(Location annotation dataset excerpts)
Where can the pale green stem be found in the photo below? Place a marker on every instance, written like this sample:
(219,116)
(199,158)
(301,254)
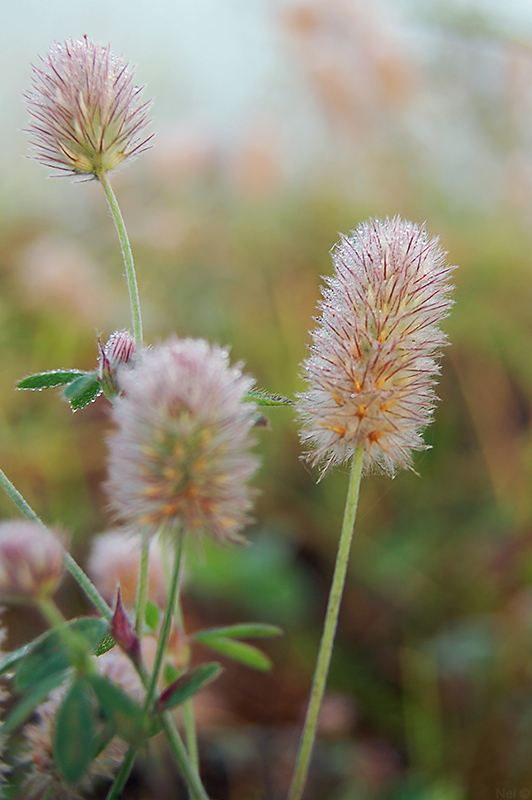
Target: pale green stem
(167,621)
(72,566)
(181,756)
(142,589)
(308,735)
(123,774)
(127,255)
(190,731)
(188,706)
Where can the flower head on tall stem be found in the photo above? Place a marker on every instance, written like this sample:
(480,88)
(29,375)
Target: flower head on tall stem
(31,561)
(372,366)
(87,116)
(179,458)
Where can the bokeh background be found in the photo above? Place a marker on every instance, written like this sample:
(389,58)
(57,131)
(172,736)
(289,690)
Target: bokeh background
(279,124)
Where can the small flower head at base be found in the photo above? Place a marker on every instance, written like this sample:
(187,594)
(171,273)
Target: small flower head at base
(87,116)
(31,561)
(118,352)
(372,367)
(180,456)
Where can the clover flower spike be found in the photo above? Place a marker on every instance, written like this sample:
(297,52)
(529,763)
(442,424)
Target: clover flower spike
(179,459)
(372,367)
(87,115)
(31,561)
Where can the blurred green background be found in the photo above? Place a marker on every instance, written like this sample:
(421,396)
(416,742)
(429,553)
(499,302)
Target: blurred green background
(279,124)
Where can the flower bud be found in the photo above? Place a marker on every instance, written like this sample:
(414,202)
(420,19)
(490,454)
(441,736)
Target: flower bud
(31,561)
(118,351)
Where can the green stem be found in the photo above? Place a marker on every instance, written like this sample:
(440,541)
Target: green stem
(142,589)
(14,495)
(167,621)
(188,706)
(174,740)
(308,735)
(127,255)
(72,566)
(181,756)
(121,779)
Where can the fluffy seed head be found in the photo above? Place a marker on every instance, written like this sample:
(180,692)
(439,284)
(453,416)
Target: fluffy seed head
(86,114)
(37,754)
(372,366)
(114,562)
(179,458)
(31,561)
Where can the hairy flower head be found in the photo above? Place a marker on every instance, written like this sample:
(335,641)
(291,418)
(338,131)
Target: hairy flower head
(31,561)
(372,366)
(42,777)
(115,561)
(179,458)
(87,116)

--

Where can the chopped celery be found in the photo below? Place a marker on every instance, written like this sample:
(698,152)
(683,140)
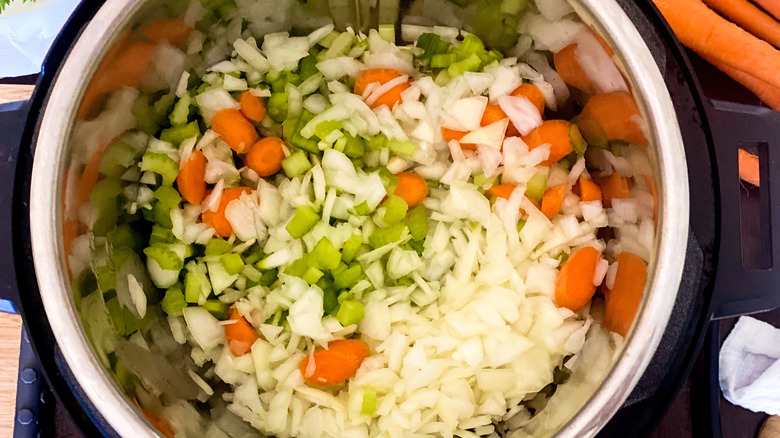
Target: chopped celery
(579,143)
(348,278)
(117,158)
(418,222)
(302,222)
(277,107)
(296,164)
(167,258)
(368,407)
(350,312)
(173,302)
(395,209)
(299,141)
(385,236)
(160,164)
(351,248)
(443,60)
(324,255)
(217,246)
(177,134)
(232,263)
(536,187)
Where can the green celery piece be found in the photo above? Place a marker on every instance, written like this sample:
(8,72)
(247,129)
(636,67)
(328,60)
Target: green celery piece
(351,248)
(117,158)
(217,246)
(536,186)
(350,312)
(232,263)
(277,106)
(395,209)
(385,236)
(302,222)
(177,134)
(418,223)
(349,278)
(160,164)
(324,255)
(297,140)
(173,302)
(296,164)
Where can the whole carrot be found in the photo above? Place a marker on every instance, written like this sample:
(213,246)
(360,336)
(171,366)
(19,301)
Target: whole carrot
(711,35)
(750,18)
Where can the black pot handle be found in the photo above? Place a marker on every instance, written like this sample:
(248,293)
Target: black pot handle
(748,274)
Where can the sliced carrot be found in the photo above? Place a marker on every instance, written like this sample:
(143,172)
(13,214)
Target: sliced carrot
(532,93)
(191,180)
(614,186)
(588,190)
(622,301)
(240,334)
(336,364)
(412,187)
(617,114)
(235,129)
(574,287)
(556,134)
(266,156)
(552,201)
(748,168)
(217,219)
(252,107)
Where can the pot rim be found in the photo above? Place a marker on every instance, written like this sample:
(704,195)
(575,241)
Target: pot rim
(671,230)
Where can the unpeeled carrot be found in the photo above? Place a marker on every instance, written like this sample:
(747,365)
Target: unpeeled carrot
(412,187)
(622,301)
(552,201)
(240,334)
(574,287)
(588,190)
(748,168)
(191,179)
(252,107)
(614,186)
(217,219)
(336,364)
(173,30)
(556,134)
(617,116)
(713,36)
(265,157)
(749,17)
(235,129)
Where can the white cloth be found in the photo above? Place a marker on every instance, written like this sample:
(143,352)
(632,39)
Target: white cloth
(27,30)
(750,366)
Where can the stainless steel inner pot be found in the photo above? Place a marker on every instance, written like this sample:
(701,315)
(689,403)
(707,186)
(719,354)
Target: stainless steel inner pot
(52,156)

* * *

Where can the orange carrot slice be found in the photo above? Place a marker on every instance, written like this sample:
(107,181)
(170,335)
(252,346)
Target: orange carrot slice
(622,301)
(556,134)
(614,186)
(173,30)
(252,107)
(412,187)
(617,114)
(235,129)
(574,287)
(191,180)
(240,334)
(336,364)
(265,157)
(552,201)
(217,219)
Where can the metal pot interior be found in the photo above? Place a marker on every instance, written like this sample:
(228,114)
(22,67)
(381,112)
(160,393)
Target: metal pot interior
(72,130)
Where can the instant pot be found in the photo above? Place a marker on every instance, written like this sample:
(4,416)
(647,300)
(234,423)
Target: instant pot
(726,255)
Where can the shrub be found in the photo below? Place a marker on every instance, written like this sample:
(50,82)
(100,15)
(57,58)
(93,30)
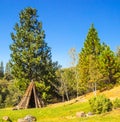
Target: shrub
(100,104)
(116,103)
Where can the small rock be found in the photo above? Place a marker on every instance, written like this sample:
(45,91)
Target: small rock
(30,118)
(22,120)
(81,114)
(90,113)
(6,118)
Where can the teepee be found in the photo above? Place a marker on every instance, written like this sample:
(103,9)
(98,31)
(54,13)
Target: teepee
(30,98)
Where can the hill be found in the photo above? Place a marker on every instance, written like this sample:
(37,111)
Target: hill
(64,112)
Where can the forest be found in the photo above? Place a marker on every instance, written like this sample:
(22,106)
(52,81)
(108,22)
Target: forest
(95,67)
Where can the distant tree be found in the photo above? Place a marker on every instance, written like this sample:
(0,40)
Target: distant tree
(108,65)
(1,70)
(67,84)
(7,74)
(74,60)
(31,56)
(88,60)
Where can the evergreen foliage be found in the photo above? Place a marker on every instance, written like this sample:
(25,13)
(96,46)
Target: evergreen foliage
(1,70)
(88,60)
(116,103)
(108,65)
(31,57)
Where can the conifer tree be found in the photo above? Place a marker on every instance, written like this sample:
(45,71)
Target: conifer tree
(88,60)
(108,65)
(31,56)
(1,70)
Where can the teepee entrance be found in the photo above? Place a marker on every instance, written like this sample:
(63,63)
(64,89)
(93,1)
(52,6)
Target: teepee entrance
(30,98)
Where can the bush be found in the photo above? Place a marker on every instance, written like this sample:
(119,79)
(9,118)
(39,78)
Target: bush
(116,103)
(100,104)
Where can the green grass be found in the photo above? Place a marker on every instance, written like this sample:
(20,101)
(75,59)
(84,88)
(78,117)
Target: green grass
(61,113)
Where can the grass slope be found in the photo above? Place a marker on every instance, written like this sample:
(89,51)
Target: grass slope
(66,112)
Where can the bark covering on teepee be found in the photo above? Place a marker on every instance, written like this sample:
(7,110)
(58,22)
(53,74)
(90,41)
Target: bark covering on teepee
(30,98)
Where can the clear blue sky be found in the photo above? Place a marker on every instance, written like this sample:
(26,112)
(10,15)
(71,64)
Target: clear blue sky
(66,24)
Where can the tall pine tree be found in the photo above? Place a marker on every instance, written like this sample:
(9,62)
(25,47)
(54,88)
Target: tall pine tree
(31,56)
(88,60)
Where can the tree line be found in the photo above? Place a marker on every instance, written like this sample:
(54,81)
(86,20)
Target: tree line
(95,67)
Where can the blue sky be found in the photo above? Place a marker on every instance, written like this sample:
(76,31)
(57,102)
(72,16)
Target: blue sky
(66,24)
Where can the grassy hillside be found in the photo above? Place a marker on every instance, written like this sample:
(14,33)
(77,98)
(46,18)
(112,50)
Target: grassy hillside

### Exercise task
Rewrite the part that opens with the line containing "Where can the bark" and closes with the line containing "Target: grassy hillside", changing "instance" to "occurrence" and leaving every other line and word unchanged. Give only those lines.

### Response
Where can the bark covering on teepee be found in the photo above? Place a marker on every occurrence, written like this sample:
(7,110)
(58,22)
(53,74)
(90,41)
Target: bark covering on teepee
(30,98)
Where can the clear blue sky be found in the photo above? Place a marker on every occurrence, written like this sample:
(26,112)
(10,15)
(71,64)
Target: clear blue sky
(66,24)
Where can the tall pine tree be found in the photo above? Place a marker on every occurrence, written like this sample:
(9,62)
(25,47)
(54,88)
Target: tall pine tree
(31,56)
(88,60)
Where can the tree line be found in the photo above? Place a marker on every occurrence, written like this sample:
(54,81)
(86,20)
Target: tree line
(95,67)
Where can the blue sky be found in the photo above? Place a marker on every occurrence, written like this sample:
(76,31)
(57,102)
(72,16)
Target: blue sky
(66,24)
Where can the grassy hillside be found in the photo above? Place a marker on every occurrence, written like this sample:
(14,33)
(77,98)
(46,18)
(112,50)
Target: grassy hillside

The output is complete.